Short task a:
From the hearth discussion below, copy the passage that begins with the words "Hmmm. I've read" and ends after the words "gauge it is?".

Selected excerpt:
· · ·

I really don't want to tile it. I'm fine with a plain surface for this "pedestal." But I want it to be low maintenance, i.e. easy to wipe clean. Keeping it gray, or even making it a darker gray, seems best to make soot less obvious.

Any ideas for a simple way to seal the Durock surface? Would some sort of penetrating sealer work? Or would high temperature paint for cement be best, and if so, what should I be looking for?
 
I've used that sealer in the past, seemed to work OK on grout and tile, not sure about thinset. My thought is the thinset will eventually crack and crumble, I don't think it's designed as a finished surface material, but I could be wrong. Why not have a 14 or 16g. sheet of steel sheared for your dimensions and stick that on top of the Durock?
 
Beetle-Kill said:
My thought is the thinset will eventually crack and crumble, I don't think it's designed as a finished surface material, but I could be wrong.

Hmmm. I've read suggestions to do this here and there, but what you say sounds entirely possible...

Why not have a 14 or 16g. sheet of steel sheared for your dimensions and stick that on top of the Durock?

Interesting you should mention that. We just happen to have a sheet of stainless steel lying around that is a little bigger than the necessary dimensions. I'm not sure about gauge, though. Is it important what gauge it is?

It would look great, and it would use a piece of material we didn't know what to do with, so that's a good thing all around. I gather this is an acceptable hearth surface, laid over a more-than-adequate r-value hearth ?

What would be the best way to lay it on the surface? And the best way to cut it? (We have a friend who is a welder so I'm guessing he can handle the latter in a heartbeat. But he's in the middle of a house move, so there's a chance he can't do it right now.)
 
The guage on the stainless shouldn't matter too much as long as it's not too "whippy". By that I mean flexible. But once installed on a flat surface, you shouldn't have any problems. I'd just use the thinset to place it, once adhered it should be pretty secure. Cutting it would take a grinder w/ a cut-off wheel(s), a plasma cutter or a shear. Most of the FR steel shops have shears, and the cost would be minimal. I can provide you with contact info. depending on your location.

· · ·

Records from a collection:
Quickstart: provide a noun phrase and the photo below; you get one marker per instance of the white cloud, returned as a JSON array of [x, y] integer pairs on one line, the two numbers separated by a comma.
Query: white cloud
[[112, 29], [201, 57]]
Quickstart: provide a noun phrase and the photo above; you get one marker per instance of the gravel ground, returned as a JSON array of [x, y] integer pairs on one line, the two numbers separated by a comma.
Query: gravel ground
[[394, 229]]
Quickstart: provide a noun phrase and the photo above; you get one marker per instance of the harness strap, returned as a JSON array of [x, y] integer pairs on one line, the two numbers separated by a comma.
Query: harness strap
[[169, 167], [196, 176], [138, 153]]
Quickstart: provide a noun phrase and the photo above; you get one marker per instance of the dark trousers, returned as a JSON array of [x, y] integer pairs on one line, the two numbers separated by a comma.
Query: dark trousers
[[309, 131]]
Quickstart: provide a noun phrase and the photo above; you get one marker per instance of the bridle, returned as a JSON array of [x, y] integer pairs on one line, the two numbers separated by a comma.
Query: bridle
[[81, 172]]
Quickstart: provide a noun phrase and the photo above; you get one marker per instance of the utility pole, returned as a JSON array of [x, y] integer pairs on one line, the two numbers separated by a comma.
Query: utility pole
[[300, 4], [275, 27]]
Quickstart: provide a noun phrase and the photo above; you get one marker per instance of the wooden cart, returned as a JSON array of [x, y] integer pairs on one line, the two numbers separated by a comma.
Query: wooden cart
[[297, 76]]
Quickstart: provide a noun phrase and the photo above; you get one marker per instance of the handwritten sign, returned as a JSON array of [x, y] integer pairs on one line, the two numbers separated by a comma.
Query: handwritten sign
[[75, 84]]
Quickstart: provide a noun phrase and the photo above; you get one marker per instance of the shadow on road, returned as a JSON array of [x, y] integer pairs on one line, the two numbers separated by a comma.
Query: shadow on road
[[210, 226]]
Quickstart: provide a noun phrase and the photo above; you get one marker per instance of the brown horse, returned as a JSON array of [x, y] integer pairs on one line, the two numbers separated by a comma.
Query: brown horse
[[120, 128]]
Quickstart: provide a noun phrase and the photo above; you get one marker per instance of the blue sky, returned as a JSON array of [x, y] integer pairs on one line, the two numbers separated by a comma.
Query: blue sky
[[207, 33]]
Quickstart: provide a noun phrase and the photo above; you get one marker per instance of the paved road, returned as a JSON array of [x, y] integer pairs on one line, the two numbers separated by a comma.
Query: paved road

· · ·

Short task b:
Repeat verbatim the lines of the records from the one containing "the bridle, returned" through the one containing "[[297, 76]]", including both of those lines.

Full output a:
Hmmm. I've read suggestions to do this here and there, but what you say sounds entirely possible...

Why not have a 14 or 16g. sheet of steel sheared for your dimensions and stick that on top of the Durock?

Interesting you should mention that. We just happen to have a sheet of stainless steel lying around that is a little bigger than the necessary dimensions. I'm not sure about gauge, though. Is it important what gauge it is?

Full output b:
Quickstart: provide a noun phrase and the photo above; you get one marker per instance of the bridle, returned as a JSON array of [x, y] integer pairs on one line, the two numbers separated by a comma.
Query: bridle
[[81, 172]]
Quickstart: provide a noun phrase and the photo above; you get one marker per instance of the utility pole, returned as a JSON array of [x, y] integer pairs on one line, the two numbers separated by a comma.
Query: utility pole
[[300, 4], [275, 27]]
Quickstart: provide a noun phrase and the photo above; you get one marker per instance of the wooden cart, returned as a JSON array of [x, y] integer pairs on one line, the two numbers separated by a comma.
Query: wooden cart
[[297, 76]]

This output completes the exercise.